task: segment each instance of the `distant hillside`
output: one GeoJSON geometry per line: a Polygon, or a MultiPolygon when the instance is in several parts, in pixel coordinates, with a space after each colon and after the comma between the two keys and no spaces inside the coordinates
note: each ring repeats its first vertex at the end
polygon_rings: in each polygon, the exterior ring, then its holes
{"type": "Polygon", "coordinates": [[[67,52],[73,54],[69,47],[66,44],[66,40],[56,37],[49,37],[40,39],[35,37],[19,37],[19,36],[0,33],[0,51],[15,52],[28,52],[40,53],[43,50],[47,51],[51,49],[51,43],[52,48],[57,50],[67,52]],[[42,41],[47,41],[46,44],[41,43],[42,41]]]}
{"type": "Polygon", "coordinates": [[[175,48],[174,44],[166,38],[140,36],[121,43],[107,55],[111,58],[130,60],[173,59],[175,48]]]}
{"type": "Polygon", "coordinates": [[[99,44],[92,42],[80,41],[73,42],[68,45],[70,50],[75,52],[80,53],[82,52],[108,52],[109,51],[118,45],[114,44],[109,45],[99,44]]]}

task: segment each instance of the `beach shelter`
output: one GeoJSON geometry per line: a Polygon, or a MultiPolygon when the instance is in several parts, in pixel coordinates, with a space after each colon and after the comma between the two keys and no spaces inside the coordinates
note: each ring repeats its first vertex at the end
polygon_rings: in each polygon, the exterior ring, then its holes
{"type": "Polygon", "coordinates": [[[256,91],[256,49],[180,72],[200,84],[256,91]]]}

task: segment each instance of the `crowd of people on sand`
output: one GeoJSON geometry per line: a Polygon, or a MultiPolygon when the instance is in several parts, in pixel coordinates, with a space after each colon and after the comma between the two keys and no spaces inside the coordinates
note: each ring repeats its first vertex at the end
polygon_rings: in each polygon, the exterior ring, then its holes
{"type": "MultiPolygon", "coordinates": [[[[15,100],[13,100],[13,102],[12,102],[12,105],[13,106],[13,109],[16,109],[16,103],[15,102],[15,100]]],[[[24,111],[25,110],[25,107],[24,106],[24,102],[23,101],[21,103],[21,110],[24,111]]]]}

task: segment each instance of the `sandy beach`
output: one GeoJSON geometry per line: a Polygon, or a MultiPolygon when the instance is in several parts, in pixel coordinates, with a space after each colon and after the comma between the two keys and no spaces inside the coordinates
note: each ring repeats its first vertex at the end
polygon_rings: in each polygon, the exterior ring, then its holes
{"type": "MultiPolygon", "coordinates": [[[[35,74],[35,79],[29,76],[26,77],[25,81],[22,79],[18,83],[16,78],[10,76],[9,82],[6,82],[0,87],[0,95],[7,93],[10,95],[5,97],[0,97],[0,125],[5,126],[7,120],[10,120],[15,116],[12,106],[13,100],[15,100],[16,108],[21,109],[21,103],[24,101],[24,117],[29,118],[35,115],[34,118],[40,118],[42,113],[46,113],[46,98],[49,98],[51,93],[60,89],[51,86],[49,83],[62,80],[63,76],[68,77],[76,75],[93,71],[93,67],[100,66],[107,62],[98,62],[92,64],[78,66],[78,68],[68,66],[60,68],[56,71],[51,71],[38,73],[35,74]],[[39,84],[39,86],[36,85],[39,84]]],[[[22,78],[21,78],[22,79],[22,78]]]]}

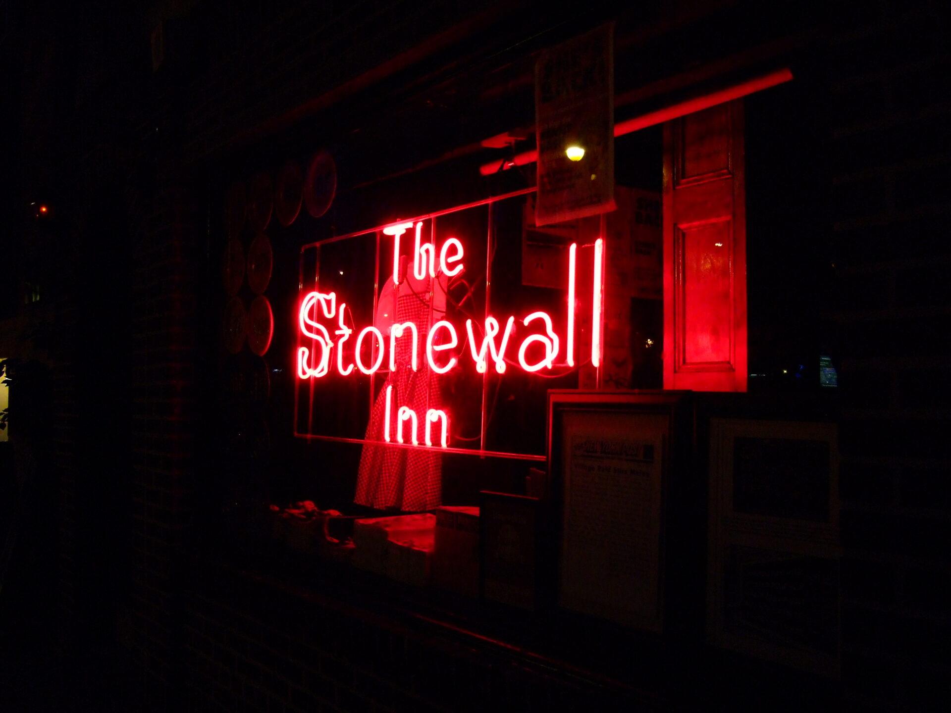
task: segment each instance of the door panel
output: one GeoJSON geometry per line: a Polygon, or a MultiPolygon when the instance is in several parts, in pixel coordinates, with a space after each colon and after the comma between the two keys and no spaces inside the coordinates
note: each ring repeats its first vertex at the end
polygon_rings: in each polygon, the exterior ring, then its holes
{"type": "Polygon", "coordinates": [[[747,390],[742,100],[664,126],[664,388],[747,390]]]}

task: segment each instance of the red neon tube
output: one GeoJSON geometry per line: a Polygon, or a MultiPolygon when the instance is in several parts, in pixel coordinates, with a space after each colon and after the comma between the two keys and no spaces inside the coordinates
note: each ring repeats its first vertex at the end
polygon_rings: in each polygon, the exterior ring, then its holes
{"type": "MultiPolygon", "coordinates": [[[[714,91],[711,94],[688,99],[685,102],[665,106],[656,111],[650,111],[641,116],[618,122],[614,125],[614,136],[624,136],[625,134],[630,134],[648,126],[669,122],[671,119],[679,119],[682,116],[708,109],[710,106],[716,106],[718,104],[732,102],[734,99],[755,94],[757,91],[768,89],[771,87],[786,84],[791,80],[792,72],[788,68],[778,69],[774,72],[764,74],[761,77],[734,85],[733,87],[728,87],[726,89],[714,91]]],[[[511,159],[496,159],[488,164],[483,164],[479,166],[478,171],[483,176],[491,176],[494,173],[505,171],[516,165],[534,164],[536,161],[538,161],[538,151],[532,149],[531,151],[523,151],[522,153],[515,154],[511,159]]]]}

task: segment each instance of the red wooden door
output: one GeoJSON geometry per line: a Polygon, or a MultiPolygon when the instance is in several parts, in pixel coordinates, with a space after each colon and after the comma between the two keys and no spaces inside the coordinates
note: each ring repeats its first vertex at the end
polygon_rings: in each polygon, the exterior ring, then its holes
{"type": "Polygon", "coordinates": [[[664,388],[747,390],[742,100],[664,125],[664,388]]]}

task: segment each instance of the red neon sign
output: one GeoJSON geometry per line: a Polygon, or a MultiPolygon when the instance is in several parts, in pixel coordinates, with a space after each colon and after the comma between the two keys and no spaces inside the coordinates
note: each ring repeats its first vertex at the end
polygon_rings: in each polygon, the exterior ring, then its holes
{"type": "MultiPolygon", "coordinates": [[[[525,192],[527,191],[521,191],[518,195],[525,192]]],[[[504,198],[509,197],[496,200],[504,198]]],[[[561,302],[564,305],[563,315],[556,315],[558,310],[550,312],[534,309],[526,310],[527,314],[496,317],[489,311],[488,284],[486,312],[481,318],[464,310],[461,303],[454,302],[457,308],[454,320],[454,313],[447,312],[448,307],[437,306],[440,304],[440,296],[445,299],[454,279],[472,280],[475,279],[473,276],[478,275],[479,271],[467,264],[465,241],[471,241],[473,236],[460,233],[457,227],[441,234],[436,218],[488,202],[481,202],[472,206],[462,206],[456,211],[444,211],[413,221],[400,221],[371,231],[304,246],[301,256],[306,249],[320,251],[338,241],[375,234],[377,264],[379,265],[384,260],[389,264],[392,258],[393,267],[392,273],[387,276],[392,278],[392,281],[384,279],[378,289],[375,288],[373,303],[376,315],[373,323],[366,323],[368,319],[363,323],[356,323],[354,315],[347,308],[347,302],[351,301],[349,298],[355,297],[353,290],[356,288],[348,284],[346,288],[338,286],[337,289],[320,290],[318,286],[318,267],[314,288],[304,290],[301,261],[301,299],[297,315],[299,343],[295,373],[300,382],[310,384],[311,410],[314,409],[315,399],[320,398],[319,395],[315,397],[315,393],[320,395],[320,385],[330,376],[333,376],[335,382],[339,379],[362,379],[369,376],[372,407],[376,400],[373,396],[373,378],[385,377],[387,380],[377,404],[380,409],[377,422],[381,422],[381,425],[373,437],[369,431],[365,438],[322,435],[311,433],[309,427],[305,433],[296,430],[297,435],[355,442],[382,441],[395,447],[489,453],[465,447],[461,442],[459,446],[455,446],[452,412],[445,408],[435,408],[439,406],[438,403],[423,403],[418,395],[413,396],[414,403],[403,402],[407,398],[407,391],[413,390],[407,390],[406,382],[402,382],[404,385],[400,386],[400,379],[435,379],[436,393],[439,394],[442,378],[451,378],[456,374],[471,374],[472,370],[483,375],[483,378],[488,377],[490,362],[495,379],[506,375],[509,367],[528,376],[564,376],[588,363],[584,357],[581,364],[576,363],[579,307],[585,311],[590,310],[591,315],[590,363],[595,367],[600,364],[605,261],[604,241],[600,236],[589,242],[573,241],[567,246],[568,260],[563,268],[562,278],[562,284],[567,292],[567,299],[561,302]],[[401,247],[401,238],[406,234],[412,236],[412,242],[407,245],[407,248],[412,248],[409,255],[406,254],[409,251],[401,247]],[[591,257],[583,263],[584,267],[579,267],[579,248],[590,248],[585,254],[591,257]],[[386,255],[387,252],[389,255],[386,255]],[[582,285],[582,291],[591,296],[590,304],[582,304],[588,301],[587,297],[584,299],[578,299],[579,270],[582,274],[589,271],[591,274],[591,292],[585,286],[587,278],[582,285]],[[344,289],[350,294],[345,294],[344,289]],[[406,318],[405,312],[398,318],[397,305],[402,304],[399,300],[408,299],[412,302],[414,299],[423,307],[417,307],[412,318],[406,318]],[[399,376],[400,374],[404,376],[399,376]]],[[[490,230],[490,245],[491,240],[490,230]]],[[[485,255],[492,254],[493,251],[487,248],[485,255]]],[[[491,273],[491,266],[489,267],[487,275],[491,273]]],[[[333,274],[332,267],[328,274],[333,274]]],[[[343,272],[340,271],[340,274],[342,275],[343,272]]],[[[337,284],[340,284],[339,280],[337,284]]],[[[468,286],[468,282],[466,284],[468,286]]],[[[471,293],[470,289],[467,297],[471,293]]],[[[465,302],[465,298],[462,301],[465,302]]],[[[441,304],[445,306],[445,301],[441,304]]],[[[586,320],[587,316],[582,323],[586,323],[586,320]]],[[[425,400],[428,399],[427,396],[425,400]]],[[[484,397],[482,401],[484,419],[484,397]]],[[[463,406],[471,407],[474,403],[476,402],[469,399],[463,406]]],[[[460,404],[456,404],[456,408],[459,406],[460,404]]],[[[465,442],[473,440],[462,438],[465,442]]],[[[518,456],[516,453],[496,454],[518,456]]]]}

++++++++

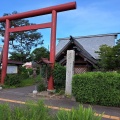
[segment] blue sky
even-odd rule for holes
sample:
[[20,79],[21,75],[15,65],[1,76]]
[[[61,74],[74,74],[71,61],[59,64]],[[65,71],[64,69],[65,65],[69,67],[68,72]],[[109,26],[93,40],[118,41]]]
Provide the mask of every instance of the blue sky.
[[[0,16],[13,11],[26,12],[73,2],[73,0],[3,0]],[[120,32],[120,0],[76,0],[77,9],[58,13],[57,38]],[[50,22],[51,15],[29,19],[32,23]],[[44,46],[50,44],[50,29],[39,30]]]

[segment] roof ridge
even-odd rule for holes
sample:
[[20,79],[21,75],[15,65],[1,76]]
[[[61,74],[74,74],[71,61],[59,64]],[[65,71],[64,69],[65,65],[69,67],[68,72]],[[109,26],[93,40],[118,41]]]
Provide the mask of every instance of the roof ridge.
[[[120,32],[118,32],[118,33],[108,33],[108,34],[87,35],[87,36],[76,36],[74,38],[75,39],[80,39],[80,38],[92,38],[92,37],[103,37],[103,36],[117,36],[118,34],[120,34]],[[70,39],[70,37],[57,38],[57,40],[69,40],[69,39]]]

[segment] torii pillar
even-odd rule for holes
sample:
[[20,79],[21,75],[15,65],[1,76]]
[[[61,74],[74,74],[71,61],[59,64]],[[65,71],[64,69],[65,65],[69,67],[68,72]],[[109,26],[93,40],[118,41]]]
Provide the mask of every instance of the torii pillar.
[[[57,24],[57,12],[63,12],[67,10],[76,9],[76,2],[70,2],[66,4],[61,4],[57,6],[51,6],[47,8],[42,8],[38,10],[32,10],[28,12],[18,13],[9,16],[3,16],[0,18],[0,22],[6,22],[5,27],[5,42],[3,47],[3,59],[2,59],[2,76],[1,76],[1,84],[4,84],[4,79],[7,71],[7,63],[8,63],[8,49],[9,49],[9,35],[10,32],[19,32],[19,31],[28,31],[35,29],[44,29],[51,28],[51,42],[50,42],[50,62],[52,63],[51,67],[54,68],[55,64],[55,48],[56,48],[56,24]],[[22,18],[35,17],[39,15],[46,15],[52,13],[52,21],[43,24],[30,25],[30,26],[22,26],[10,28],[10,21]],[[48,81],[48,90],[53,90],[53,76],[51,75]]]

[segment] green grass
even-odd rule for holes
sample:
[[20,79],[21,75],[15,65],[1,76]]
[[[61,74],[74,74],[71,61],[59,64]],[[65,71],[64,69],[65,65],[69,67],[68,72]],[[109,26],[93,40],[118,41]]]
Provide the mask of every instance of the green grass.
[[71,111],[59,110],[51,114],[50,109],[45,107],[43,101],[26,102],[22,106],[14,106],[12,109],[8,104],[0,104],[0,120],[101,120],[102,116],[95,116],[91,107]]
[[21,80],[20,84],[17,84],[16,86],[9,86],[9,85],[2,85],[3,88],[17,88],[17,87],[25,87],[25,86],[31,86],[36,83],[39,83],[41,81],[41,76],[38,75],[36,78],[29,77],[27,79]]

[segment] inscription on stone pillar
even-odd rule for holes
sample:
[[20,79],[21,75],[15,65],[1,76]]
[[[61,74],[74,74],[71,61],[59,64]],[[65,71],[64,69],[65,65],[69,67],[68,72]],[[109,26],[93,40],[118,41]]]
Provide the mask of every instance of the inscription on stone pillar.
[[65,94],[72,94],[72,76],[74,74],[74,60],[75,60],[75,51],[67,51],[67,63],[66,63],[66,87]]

++++++++

# [THE TASK]
Which lines in the entries above contain the word "neon"? Gather each of them and copy it out in full.

# [TASK OUTPUT]
task: segment each instance of the red neon tube
task: segment each instance of the red neon sign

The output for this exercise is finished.